● **Exercise directions**: Rewrite the lines from the one containing "of the mashed" through the last line, swapping "spot" for "point" and leaving everything else unchanged.

[start]

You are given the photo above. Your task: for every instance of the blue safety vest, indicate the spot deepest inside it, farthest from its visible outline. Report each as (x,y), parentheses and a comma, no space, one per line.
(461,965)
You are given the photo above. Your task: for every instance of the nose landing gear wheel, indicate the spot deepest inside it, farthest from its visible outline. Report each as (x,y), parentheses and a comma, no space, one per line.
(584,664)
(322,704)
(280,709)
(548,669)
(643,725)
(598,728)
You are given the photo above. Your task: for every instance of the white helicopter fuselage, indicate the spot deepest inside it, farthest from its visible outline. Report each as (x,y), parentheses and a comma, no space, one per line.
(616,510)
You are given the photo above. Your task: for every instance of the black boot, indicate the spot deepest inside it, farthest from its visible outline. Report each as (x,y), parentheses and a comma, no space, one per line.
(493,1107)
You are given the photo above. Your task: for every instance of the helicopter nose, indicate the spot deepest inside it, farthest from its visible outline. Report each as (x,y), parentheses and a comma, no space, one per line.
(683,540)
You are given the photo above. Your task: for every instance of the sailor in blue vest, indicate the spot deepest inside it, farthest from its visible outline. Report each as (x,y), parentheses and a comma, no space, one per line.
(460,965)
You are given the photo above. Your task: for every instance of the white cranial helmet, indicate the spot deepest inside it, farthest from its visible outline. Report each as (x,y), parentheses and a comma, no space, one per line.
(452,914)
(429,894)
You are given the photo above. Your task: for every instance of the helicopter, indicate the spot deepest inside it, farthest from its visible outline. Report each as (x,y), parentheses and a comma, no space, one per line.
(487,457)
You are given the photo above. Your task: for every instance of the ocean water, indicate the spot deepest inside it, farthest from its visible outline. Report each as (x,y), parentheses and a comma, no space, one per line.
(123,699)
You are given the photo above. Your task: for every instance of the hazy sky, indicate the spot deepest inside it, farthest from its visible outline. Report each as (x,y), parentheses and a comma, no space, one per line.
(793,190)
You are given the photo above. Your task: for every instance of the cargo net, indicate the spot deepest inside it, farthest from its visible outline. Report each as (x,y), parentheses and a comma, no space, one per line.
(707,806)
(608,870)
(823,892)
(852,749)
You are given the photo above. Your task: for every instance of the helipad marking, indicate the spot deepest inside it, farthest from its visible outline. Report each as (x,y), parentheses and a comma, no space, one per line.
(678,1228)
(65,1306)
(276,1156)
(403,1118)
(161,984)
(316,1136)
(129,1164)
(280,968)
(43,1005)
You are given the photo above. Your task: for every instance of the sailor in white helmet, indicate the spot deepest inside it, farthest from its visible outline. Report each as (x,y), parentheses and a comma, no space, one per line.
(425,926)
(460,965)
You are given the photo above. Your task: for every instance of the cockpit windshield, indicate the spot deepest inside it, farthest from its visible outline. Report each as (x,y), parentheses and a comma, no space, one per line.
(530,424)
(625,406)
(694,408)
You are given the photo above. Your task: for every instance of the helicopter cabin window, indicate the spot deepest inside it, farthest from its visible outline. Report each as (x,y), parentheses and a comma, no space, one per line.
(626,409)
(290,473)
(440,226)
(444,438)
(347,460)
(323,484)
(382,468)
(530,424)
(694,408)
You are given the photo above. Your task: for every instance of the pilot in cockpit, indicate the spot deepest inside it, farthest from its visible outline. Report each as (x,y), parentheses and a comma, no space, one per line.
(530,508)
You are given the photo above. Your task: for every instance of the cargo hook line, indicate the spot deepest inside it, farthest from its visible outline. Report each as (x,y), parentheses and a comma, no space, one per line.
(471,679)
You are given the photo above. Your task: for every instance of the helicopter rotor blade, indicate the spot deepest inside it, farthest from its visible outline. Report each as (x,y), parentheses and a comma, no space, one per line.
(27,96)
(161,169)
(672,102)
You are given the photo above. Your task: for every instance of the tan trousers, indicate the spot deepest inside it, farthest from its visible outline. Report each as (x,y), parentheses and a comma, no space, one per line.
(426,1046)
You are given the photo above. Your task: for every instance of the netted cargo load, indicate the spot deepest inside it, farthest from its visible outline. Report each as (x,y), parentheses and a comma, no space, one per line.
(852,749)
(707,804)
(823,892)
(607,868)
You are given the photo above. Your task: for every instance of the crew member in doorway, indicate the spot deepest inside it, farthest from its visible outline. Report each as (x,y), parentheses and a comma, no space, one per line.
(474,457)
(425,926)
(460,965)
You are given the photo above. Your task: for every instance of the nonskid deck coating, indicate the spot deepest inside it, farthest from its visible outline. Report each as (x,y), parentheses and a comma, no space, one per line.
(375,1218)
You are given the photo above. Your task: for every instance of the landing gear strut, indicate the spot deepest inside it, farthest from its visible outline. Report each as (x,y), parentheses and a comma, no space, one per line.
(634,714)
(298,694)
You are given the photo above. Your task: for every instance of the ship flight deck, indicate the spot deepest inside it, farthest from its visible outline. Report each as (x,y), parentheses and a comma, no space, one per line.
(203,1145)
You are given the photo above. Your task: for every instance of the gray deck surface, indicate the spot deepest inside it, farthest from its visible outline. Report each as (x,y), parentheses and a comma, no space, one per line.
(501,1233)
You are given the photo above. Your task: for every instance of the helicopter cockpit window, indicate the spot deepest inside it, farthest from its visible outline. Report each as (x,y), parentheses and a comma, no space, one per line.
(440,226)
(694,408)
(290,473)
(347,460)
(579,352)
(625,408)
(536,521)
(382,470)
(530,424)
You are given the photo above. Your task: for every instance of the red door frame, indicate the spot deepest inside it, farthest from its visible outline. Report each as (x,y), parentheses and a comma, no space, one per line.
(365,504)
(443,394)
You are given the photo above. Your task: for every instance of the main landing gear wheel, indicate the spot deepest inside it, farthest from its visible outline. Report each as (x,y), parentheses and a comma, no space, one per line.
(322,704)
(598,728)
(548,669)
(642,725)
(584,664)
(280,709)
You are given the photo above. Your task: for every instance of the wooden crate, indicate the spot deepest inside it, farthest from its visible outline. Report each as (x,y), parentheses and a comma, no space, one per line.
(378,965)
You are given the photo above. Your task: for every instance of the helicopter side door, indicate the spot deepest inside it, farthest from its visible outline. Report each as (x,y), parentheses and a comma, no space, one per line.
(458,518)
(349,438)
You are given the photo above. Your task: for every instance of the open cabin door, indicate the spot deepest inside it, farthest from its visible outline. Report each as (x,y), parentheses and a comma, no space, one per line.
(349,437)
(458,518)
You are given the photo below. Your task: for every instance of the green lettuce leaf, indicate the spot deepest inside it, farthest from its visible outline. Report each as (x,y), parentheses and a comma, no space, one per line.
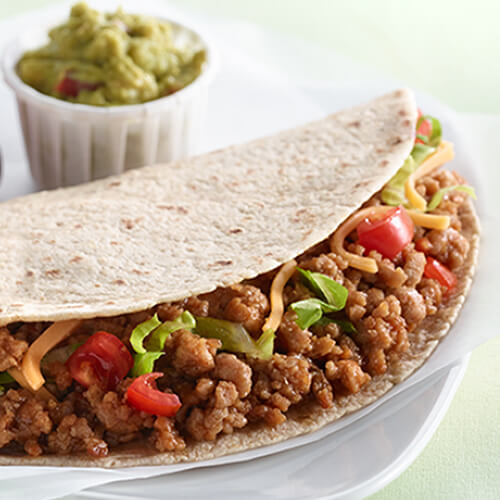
(438,197)
(332,298)
(235,338)
(141,331)
(324,287)
(394,193)
(157,340)
(145,358)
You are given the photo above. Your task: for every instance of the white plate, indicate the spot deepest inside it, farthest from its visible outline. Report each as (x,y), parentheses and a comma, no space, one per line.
(354,461)
(340,466)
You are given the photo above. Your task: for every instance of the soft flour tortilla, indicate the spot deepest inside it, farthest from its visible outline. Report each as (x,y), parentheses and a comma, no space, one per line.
(305,418)
(314,178)
(166,232)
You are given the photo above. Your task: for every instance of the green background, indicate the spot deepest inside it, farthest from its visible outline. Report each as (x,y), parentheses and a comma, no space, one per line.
(450,49)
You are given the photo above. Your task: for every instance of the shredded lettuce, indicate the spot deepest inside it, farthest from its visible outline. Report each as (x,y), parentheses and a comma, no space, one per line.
(145,356)
(157,340)
(141,331)
(438,197)
(332,298)
(333,293)
(394,191)
(265,343)
(235,338)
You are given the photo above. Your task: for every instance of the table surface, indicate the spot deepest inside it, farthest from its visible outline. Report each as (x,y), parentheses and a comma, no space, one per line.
(448,49)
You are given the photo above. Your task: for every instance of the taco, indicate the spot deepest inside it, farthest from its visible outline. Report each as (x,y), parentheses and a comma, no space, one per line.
(237,299)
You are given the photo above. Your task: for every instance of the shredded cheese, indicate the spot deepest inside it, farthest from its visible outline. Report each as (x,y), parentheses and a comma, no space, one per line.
(429,221)
(368,264)
(48,339)
(276,296)
(42,393)
(443,154)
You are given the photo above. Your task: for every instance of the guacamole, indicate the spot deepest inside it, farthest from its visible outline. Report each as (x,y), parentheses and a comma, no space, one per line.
(108,59)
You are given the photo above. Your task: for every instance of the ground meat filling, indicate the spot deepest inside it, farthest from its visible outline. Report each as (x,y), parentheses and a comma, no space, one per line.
(223,392)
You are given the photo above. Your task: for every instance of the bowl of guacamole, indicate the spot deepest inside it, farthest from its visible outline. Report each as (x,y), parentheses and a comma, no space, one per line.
(103,92)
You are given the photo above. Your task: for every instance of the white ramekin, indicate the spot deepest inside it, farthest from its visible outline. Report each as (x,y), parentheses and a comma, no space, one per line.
(71,143)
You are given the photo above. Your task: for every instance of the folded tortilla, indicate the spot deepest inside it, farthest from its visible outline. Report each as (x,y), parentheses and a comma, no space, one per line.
(167,232)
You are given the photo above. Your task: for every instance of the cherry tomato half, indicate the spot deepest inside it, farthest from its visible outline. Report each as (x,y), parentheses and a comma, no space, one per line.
(435,270)
(143,395)
(388,234)
(103,360)
(425,128)
(71,87)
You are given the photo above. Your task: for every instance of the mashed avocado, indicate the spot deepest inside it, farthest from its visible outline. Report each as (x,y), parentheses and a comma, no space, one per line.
(110,59)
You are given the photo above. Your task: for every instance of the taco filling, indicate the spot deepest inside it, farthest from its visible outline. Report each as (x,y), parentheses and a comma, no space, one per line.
(311,332)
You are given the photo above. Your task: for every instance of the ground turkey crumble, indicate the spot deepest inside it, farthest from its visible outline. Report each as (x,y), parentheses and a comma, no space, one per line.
(223,392)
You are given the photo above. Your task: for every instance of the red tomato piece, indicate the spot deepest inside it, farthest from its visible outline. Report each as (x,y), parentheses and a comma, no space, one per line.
(103,360)
(143,395)
(423,245)
(388,234)
(425,128)
(435,270)
(71,87)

[end]

● **Written solution**:
You are given the photo above. Your task: for every instance of the mashed avocado, indicate the point deepest inside it, farthest from its visible outline. Report each as (x,y), parentheses and a comma, no space, one per line.
(110,59)
You are given the photo above. Your task: for every instance of the taco filling, indicate the point deepest inside it, farthest from its visible outline. Report each as (x,y), parentheses and a comma, no space, one per line.
(311,332)
You are given the photo above. Your task: for every instance of the ground turkey crumble, indicate the point deepest inside it, farthest from its visible outline. Report each as (x,y), parentheses and a comma, no space, one per line.
(223,392)
You are given the photo above. Your task: for every instance of the red tomato piece, indicate the point deepest inside it, farthest from its visible outline. Report each as (x,y), parentheses and a comma, no space, one per line.
(103,360)
(143,395)
(423,245)
(388,234)
(425,128)
(435,270)
(71,87)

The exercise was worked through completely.